» **GOAL OF THE EXERCISE**
Produce a verbatim copy of the entries listed below.

Location identification entries
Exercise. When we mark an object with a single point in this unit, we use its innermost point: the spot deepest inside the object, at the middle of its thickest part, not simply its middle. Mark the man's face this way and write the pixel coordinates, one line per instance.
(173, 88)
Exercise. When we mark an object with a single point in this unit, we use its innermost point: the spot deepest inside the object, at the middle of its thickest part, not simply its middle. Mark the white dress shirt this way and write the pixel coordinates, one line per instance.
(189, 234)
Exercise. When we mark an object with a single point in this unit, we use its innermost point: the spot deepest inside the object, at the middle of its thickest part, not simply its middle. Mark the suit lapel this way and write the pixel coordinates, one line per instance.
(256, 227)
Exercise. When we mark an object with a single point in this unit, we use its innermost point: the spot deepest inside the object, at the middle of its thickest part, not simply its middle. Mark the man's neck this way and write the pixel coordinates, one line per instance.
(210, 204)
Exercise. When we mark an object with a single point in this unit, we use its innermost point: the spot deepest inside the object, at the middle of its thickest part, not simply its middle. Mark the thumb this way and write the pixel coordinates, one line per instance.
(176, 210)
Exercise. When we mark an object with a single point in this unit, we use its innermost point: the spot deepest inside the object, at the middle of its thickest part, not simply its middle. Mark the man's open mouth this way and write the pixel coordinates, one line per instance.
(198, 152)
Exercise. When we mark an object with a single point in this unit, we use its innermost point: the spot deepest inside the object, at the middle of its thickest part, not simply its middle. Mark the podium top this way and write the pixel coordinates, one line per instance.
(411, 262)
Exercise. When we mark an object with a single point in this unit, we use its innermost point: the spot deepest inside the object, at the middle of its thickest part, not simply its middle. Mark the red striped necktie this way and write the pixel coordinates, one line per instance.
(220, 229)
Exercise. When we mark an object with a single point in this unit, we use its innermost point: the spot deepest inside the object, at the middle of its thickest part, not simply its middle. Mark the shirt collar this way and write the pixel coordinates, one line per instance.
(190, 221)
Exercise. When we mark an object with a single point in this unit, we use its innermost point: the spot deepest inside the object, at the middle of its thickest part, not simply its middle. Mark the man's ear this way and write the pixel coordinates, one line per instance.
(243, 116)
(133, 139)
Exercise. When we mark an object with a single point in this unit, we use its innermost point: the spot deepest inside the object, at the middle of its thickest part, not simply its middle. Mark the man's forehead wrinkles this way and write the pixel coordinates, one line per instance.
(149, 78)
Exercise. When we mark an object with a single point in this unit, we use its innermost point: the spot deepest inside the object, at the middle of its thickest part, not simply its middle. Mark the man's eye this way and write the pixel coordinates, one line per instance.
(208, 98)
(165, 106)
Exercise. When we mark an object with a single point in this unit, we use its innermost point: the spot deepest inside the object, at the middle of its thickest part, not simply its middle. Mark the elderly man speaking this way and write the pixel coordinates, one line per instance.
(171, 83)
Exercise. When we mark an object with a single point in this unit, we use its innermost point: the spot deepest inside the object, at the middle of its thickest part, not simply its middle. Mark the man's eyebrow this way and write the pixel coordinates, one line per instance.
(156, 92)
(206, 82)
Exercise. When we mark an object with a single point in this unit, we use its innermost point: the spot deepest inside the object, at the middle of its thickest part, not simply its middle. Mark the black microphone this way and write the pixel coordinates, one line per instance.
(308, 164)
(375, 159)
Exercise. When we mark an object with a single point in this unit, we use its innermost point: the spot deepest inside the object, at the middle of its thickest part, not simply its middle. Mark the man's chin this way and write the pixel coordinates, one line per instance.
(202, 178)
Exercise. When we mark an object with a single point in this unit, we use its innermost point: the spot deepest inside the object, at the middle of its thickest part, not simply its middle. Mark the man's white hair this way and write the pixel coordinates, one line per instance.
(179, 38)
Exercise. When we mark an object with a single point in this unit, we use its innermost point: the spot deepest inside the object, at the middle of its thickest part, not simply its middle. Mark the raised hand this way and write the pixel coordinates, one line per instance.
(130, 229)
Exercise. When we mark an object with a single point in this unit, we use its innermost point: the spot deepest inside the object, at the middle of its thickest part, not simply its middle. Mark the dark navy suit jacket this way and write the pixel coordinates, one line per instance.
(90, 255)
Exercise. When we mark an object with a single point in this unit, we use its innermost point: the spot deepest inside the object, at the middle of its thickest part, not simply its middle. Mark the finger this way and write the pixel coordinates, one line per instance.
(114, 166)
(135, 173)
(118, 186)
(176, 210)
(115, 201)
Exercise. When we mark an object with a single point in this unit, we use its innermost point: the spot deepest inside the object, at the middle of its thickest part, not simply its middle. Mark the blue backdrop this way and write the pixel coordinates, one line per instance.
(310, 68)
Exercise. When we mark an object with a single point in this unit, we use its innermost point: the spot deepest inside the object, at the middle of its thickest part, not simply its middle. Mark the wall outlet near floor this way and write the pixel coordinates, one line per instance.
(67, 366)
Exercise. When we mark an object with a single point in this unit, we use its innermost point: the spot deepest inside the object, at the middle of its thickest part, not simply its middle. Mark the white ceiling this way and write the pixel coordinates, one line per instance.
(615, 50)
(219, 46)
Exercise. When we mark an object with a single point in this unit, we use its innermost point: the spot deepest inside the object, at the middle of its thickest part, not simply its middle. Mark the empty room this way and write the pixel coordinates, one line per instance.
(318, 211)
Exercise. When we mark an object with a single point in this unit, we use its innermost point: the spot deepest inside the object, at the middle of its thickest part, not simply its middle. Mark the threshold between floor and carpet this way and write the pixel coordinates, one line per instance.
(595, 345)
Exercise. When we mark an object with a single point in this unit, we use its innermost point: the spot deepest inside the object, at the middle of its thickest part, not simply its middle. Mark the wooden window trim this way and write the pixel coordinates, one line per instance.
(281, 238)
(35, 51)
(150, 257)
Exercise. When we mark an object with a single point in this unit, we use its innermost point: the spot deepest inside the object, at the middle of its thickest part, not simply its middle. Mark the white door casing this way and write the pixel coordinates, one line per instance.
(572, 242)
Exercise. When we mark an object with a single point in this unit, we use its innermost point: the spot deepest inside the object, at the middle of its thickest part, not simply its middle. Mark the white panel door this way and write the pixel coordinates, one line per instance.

» **FINISHED TASK**
Exercise. When we mark an object with a single point in this unit, we use its innermost point: the spot deepest inside the object, at the middle of its thickest part, not simply its middle. Mark the man's face this way and write the pixel coordinates, one line per instance.
(173, 88)
Exercise. When we mark an object with a single point in this unit, we use its innermost point: the spot deepest inside the object, at the middle of its thickest part, not simply its middle. Mark the white dress shirt this way and write the pixel coordinates, one line per instance.
(189, 234)
Exercise. When we mark an object with a single point in this unit, we use its innermost point: the spot deepest inside the object, at the middle of its thickest part, not simply its middle. Mark the suit lapel this way and write the pixel coordinates, one line per instance.
(256, 227)
Exercise. When we mark an object with a single point in this unit, we use its innermost point: the spot deepest inside the object, at the middle of its thickest part, not simply its middle. Mark the man's neck this way and write the pixel coordinates, one line per instance.
(210, 204)
Exercise. When we mark an object with a single point in this unit, we use its innermost point: the spot deepest inside the object, at the middle of its thickest part, not simply its middle. Mark the thumb this way and write the pixel coordinates, one line per instance.
(176, 210)
Exercise. When we mark an object with a single point in this unit, we use its innermost point: the spot deepest inside the object, at the middle of its thickest part, not simply its middle. Mark the man's open mouth this way and write the pixel coordinates, one line per instance.
(198, 152)
Exercise. When we mark an object with a single point in this unit, we use its innermost point: the spot deepest inside the object, at the middle of its thickest part, not simply its middle. Mark the podium top this way and write the pixel coordinates, one line per instance.
(411, 262)
Exercise. When we mark an object with a single point in this unit, we use its innermost point: the spot deepest inside the object, at the middle of its thickest part, not simply its middle. Mark the red striped necktie this way and write the pixel coordinates, one line per instance.
(220, 229)
Exercise. When we mark an object with a single point in this unit, we use its innermost point: the spot deepest inside the object, at the middle of its thickest part, not simply its middle. Mark the shirt collar this way and write the pixel coordinates, one line per instance.
(190, 221)
Exercise. When we mark an object with a single point in this unit, we use its innermost point: the spot deepest inside the object, at the middle of its thickest part, not simply its middle. Mark the man's ear this way and write the pixel coordinates, one line per instance.
(243, 116)
(133, 139)
Exercise. When we mark an object with a single point in this unit, we use its innermost point: the spot deepest inside the object, at the middle of its thickest part, not simply its middle. Mark the man's forehead wrinkles this way and write the pixel coordinates, one line per instance.
(149, 78)
Exercise. When we mark an object with a single point in this unit, we use its innermost point: the spot deepest inside the object, at the middle of its thickest part, not simply its middle. Mark the man's eye this way and write the pixel coordinates, one line per instance.
(208, 98)
(165, 106)
Exercise. When we mark an object with a single point in this unit, we use its innermost point: the spot deepest inside the object, at the middle of its thickest part, not simply its middle. Mark the elderly man speaking this way and write the pixel coordinates, one line per instance.
(171, 83)
Exercise. When we mark an object with a single point in this unit, we use its innermost point: the spot deepest inside the object, at the middle of its thickest part, not simply its middle. Mark the man's eyebrow this way and write the pixel coordinates, one line per instance.
(156, 92)
(206, 82)
Exercise. When we mark an object with a single point in this unit, we use its innermost point: the spot deepest inside the object, at the middle of its thickest part, not simply its middle. Mark the black microphone this way and write the pixel coordinates, one line per instance.
(308, 164)
(375, 159)
Exercise. When we mark an object with a single point in this unit, we use its innermost point: the spot deepest inside the object, at the middle of its thickest part, not simply its middle. Mark the man's chin this way and write the pixel coordinates, one line per instance.
(202, 178)
Exercise. When we mark an object with a single point in this unit, we use its innermost point: the spot deepest inside the object, at the middle of its thickest part, not simply its middle. Mark the man's white hair this way and write the pixel coordinates, one line per instance.
(179, 38)
Exercise. When we mark an object with a single point in this unit, we use its innermost point: the spot deepest inside the object, at the middle of its thickest part, not simply its middle. Mark the raised hand this way and write the pixel coordinates, one line per instance.
(130, 229)
Exercise. When we mark an object with a single point in this unit, we use its innermost point: the spot deepest inside the object, at the middle of its thickest part, not simply its middle. Mark the dark navy suit jacket this way and write the pixel coordinates, one line per instance.
(90, 255)
Exercise. When we mark an object with a single point in this unit, we use its innermost point: the spot deepest inside the object, at the middle of its thickest part, not simply its middle. Mark the finger this way and write the pixel coordinates, one line per instance.
(114, 166)
(135, 173)
(118, 186)
(176, 210)
(115, 201)
Exercise. When we mark an object with a single point in this unit, we use its innermost point: the spot deepest inside the object, at the middle of its thickest part, not simply its middle. Mark the blue backdrop this way and write the pixel coordinates, one line per instance.
(310, 68)
Exercise. When we mark an object with a single point in this unit, we use its innermost point: the spot deepest inside the object, at the middle of its thickest part, not simply its middle. Mark the wall outlet near floor this way and write the pixel coordinates, one line per instance.
(67, 366)
Exercise. When we mark an object with a single point in this unit, we use its innermost point: the spot deepest inside the object, at the middle of its thickest part, not simply its middle. Mark the white ceiling this way and write the pixel coordinates, one line per instance.
(615, 50)
(219, 46)
Exercise. When we mark an object with a single point in this unit, we use its innermost point: the spot deepest inside the object, at the middle of its thickest part, not simply its middle. Mark the empty room this way and write the pixel coordinates, one line per instance.
(318, 211)
Exercise. When we mark an object with a single point in this unit, we use its innermost point: the spot deepest inside the object, at the middle of its thickest part, not simply its middle. Mark the threshold between floor and carpet this way and write the pixel coordinates, one line per instance.
(595, 345)
Exercise. When we mark an object with a single point in this unit, we use its innermost point: the spot deepest inside the object, at the middle of its thickest part, not simply its middle. Mark the wooden window trim this way and write the pixel coordinates, one line per instance.
(281, 238)
(35, 51)
(150, 257)
Exercise. When we mark an object with a single point in this unit, we use its innermost point: the spot deepest inside the object, at the middle of its thickest part, not simply its middle. Mark the white door casing this way and write the pixel coordinates, one line per instance.
(572, 242)
Exercise. When we mark an object with a single point in this unit, we use its innermost point: the spot deepest inside the object, at the middle of its thickest part, not simply its middle. Mark the white panel door this way and write the pixel coordinates, one line per instance.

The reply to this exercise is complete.